What the task asks
Each entry should appear in the answer exactly as written.

Data for processing

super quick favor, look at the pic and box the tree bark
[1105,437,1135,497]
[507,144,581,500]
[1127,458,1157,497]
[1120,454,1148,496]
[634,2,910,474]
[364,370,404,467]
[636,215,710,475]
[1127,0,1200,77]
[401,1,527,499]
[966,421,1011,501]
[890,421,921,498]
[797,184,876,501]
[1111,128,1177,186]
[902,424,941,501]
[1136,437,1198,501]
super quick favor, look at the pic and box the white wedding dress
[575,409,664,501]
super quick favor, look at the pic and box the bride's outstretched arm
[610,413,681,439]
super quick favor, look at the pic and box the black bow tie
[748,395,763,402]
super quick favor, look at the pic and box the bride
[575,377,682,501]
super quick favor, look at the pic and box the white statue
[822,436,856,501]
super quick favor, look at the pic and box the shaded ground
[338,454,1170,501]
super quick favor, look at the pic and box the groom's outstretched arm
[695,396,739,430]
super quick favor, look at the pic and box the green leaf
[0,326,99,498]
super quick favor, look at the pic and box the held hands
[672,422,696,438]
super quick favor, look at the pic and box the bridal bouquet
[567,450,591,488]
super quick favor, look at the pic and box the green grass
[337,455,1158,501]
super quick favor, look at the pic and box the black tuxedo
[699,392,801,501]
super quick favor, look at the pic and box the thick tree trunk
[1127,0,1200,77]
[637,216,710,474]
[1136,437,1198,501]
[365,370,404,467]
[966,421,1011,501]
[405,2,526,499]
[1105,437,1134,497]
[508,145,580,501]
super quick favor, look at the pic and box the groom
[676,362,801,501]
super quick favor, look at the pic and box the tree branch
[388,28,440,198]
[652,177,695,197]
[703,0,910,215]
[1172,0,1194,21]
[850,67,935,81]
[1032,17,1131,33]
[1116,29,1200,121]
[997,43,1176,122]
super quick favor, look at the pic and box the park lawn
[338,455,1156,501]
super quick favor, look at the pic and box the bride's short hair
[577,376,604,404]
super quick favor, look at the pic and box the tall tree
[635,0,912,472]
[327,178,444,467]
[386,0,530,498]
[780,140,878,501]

Task answer
super quick favor, look at the pic and box the tree bark
[1105,437,1135,497]
[507,144,581,500]
[1127,458,1157,497]
[1120,454,1148,496]
[634,2,910,474]
[364,370,404,467]
[636,215,710,475]
[1127,0,1200,77]
[401,1,527,499]
[966,421,1011,501]
[890,421,921,498]
[797,184,876,501]
[1111,128,1177,186]
[902,424,941,501]
[1136,437,1198,501]
super quick favor, look at the pic and box the white wedding dress
[575,409,664,501]
super quick favor, look at the pic and box the bride's outstretched arm
[610,413,681,439]
super quick favor, look at the pic and box the black bow tie
[748,395,763,402]
super quick favor, look at the pic and box the bride
[575,377,682,501]
super quick favor, look at the pic and box the white statue
[822,436,856,501]
super quick favor, look at the pic and box the shaded ground
[338,454,1170,501]
super quick favor, look at the pic and box the groom's outstretched arm
[695,396,739,430]
super quick favor, look at the pic and box the green leaf
[0,326,99,498]
super quick favor, look at the pic and box the held hands
[672,422,696,438]
super quick favor, look at the pic and box the bridal bouquet
[567,450,591,488]
super quick favor, look at the pic and box the green grass
[337,455,1158,501]
super quick favor, look at the pic and box the black tuxedo
[699,392,801,501]
super quick favor, look at the pic and box the thick tree trunk
[1127,0,1200,77]
[637,216,710,474]
[1136,437,1198,501]
[365,370,404,467]
[966,421,1011,501]
[405,2,526,499]
[1105,437,1134,497]
[508,145,580,501]
super quick favor, look at the pic and box the groom
[676,362,801,501]
super quick favor, look at the pic and box the tree branch
[388,28,440,198]
[652,177,695,197]
[703,0,910,215]
[1172,0,1194,21]
[850,67,935,81]
[1032,17,1131,33]
[1116,29,1200,121]
[997,43,1176,122]
super quick favor, look at the pic and box the park lawn
[338,455,1156,501]
super quick favor, look at the pic and box the bride's short hair
[577,376,604,404]
super quick favor, look at the pic and box the tall tree
[635,0,912,472]
[327,178,444,467]
[386,0,530,498]
[780,140,878,501]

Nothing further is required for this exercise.